[Excerpted passage — start]

EQUATOR Peer Review Congress07/12/2012
The 6th International Congress on Peer Review and Biomedical Publication held on 10-12 September 2009 in Vancouver fulfilled all expectations after a 4 year gap since the previous congress: great presentations, a fast energetic pace, and stimulating discussions combined with smooth organisation made these few days in Vancouver truly unforgettable. Reporting issues featured strongly in many presentations.
Peer Review Congress
The EQUATOR team was very busy during the whole congress promoting the importance of accurate and transparent reporting and wider use of robust reporting guidelines; we were delighted at the great interest in our stand during the whole congress.
Reporting issues featured strongly in the Peer Review Congress programme: 3 full sessions were dedicated to the quality of reporting highlighting successes to date, problems remaining and acknowledging the great amount of work ahead to make global improvements. From many great talks I would like to highlight two presentations:
Isabelle Boutron and her colleagues looked at a different side of research reporting – they set out to identify the nature and frequency of “spin” (defined as manipulation of the content and rhetoric of reporting to convince the reader that an experimental treatment is beneficial, despite a statistically nonsignificant difference in primary outcome) in published reports of randomized controlled trials with nonstatistically significant primary outcome(s). They assessed 72 ‘negative’ trials; of these more than 40% had ‘spin’ present in at least two of the three sections of the main text; 33 % of abstracts contained ‘high level’ of spin (ie. no acknowledgment of the negative primary outcome, no expression of uncertainly, and no recommendation to study the issue further in another trial).

[Excerpted passage — finish]
[Entries provided — start]

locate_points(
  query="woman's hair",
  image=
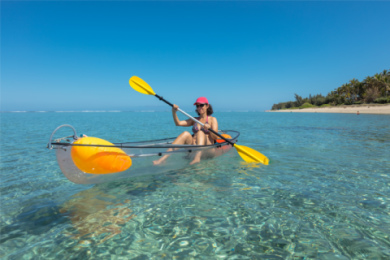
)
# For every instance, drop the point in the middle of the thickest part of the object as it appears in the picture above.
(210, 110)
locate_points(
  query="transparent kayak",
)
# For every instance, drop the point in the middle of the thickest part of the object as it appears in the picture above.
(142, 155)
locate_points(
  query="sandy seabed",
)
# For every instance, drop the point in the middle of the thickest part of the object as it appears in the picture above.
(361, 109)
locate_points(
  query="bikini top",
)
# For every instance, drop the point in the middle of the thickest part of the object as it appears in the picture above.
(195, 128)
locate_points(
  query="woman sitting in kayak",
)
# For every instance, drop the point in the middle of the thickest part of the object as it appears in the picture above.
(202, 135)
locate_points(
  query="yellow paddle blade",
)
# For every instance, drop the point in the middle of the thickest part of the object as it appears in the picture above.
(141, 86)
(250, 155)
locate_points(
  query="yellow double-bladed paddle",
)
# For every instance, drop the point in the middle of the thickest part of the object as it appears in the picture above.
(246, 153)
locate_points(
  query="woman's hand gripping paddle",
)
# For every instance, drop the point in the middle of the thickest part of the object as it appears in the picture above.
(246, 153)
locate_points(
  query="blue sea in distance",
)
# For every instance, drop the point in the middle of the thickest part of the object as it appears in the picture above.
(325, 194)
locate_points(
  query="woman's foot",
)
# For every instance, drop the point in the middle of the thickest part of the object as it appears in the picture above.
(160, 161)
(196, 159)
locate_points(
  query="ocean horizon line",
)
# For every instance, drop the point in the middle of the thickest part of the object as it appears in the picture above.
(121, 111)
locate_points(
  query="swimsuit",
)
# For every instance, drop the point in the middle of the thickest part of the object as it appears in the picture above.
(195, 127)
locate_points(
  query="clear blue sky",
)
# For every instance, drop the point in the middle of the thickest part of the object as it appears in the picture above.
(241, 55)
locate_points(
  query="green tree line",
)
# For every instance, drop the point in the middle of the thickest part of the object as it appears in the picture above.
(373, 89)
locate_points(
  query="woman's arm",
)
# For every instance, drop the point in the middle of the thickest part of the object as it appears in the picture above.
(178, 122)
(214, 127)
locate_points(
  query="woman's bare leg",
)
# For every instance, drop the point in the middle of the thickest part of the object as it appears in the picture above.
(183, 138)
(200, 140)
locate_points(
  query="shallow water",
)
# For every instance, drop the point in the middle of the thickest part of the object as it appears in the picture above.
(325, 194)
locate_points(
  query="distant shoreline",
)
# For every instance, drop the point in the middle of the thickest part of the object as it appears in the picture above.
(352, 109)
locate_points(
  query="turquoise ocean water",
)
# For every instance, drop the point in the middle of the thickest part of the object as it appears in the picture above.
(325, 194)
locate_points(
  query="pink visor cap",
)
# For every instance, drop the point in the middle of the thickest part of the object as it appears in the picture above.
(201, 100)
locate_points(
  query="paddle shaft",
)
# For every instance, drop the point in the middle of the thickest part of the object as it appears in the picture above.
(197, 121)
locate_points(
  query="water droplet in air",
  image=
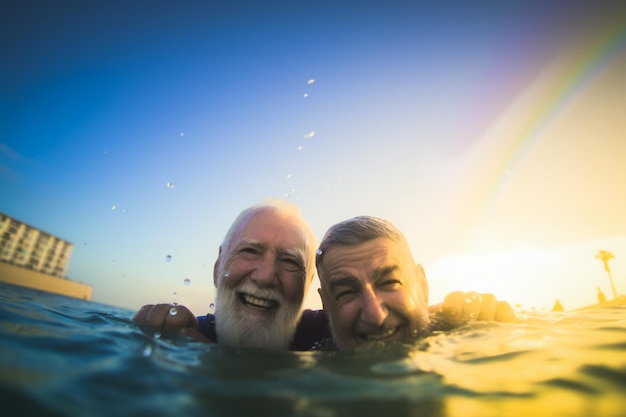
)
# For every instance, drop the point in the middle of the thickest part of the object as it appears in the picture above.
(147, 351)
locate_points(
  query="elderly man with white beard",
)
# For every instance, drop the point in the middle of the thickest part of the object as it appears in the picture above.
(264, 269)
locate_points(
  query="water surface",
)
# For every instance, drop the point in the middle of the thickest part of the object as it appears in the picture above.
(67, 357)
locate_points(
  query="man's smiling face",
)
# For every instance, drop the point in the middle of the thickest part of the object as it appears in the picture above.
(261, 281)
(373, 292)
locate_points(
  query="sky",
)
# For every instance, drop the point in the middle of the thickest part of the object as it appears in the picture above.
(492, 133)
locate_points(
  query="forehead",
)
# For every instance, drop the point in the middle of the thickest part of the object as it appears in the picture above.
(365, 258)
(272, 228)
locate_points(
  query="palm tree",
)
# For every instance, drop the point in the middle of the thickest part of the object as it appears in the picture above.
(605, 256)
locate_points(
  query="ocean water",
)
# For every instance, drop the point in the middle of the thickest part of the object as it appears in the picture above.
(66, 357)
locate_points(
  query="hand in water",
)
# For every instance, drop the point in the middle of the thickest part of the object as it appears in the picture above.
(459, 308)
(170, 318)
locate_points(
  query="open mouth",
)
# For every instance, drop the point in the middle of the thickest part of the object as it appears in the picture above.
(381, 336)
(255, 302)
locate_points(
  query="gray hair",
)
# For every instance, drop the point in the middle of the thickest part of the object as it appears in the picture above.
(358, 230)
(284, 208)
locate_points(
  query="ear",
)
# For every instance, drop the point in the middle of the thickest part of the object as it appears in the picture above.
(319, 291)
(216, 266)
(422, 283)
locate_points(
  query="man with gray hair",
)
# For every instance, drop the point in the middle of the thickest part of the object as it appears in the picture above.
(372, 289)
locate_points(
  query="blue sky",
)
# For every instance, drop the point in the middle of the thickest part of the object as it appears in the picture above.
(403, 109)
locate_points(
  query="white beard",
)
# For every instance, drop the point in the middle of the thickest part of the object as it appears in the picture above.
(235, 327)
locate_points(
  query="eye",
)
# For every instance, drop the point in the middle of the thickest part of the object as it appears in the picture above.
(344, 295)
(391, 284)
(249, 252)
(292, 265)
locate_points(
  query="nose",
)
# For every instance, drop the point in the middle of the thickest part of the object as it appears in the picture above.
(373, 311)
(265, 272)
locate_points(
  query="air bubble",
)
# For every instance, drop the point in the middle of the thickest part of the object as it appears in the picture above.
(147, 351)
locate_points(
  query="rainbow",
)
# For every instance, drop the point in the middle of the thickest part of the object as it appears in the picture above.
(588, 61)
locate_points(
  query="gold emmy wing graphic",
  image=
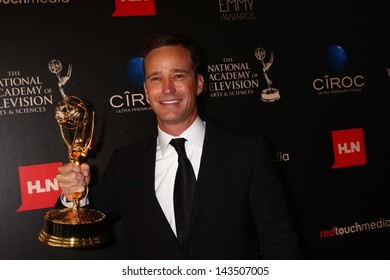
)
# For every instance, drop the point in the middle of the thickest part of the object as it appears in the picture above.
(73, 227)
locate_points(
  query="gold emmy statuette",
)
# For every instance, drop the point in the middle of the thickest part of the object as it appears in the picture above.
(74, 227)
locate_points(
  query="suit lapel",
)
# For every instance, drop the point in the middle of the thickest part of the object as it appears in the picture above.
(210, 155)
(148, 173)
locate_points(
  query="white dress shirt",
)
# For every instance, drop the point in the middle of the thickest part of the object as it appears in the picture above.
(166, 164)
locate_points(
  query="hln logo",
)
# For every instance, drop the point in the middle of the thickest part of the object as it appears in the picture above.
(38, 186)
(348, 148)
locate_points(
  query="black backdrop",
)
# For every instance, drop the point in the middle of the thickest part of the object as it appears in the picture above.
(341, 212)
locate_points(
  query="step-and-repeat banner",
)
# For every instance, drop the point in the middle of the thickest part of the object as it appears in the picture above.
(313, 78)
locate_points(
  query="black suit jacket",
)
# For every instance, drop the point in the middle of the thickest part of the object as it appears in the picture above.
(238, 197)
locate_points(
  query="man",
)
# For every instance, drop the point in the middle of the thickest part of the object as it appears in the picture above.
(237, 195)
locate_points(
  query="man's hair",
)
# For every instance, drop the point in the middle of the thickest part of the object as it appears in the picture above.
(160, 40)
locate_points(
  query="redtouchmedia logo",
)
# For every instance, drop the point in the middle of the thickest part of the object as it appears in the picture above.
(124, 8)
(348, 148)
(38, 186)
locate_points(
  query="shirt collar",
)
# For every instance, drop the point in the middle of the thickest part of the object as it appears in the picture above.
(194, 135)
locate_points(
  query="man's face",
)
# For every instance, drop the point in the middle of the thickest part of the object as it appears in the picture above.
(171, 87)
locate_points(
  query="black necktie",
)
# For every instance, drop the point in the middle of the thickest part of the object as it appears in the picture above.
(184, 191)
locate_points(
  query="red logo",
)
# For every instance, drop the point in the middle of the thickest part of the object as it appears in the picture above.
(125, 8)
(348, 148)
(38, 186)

[Entries provided — finish]
[Entries provided — start]

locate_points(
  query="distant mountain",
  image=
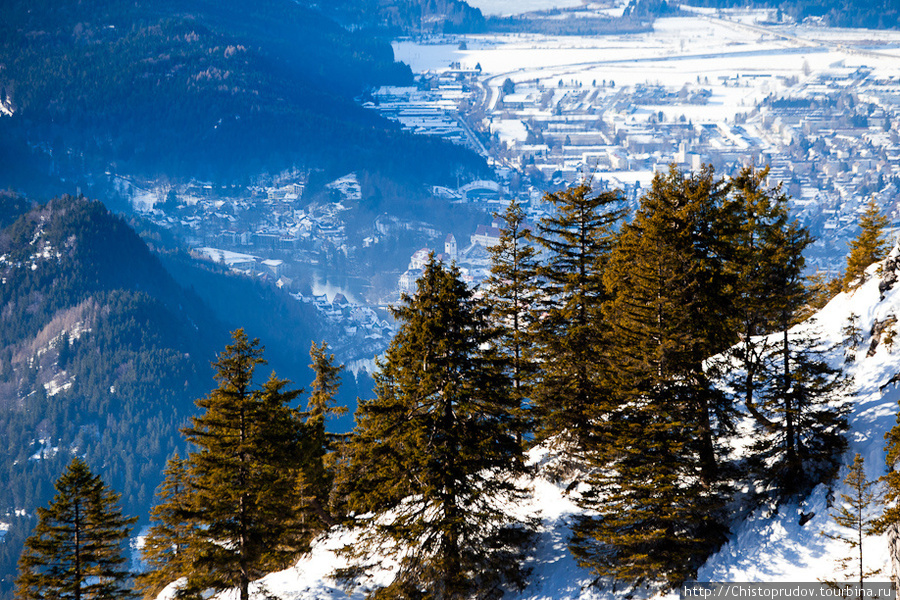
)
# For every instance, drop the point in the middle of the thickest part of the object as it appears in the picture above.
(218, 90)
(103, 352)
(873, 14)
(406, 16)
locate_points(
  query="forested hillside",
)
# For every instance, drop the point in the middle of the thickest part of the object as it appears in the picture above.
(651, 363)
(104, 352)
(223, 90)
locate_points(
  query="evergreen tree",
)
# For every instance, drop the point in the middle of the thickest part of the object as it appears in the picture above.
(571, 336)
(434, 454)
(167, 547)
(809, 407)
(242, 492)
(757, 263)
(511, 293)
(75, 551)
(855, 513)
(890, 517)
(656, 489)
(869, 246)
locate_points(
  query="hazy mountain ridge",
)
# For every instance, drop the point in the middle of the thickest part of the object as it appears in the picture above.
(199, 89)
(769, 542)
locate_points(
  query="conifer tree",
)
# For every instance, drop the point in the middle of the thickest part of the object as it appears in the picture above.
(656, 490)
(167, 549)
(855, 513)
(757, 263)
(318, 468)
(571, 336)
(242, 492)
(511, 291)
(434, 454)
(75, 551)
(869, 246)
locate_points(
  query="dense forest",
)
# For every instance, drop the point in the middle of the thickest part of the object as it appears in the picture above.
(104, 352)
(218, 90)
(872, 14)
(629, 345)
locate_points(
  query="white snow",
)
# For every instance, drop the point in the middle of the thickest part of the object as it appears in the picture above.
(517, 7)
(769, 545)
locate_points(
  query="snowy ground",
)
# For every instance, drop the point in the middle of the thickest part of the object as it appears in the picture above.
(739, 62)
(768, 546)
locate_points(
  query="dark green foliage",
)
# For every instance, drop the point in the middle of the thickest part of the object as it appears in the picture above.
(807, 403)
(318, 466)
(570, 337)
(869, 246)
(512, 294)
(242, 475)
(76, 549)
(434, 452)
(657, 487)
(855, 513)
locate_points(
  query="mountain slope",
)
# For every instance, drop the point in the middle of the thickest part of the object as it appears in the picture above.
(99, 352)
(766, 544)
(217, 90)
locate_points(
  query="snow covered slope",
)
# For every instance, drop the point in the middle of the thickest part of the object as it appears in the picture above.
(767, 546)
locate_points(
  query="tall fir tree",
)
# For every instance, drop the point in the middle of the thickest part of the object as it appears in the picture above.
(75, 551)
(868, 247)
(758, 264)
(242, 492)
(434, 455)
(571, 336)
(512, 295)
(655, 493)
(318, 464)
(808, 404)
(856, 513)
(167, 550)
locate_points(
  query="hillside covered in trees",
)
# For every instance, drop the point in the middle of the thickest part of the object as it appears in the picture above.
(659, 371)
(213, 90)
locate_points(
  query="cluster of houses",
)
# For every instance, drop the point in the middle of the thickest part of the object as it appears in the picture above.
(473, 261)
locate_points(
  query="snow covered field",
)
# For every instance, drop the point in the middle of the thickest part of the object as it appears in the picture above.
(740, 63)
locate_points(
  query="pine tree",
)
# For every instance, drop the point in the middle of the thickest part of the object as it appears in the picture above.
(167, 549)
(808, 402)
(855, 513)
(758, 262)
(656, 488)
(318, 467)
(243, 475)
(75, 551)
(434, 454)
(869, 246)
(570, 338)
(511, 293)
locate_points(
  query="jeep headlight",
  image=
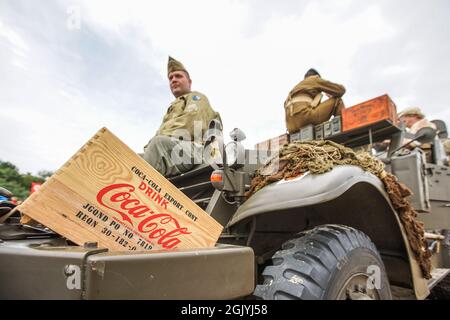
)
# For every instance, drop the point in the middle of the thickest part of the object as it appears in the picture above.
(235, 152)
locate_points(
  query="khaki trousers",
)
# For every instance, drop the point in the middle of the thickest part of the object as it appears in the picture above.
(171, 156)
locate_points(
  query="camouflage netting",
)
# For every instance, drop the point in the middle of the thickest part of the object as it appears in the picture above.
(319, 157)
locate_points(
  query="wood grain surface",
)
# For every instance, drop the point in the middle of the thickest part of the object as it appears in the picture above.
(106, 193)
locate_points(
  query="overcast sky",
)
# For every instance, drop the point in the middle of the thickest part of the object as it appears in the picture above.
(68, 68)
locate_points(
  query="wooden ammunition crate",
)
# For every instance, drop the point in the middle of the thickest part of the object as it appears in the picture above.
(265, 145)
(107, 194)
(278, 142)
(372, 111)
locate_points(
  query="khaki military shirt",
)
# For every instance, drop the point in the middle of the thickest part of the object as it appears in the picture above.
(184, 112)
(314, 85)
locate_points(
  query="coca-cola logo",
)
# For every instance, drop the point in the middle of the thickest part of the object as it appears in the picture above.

[Entries provided — finish]

» Exercise description
Reproduce, word for word, the stretch of the Peer Review Congress report from "EQUATOR Peer Review" through "in many presentations.".

» Your solution
EQUATOR Peer Review Congress07/12/2012
The 6th International Congress on Peer Review and Biomedical Publication held on 10-12 September 2009 in Vancouver fulfilled all expectations after a 4 year gap since the previous congress: great presentations, a fast energetic pace, and stimulating discussions combined with smooth organisation made these few days in Vancouver truly unforgettable. Reporting issues featured strongly in many presentations.